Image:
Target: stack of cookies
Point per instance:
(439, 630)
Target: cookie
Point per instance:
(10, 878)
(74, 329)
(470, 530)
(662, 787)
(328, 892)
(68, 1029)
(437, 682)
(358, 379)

*Task:* Show each line of the material that includes the word "Target".

*Task response:*
Target: stack of cookies
Target: cookie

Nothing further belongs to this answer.